▶ **ASSIGNED TASK**:
Starting at the first line and ending at the last, reproduce the records below exactly.

▶ **EXERCISE INPUT**:
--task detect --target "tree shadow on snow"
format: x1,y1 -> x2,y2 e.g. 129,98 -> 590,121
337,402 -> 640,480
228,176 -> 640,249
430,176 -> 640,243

▶ **EXPECTED OUTPUT**:
--task detect --target "tree shadow on snow"
format: x1,y1 -> x2,y2 e.g. 129,98 -> 590,121
337,402 -> 640,480
228,176 -> 640,249
430,176 -> 640,243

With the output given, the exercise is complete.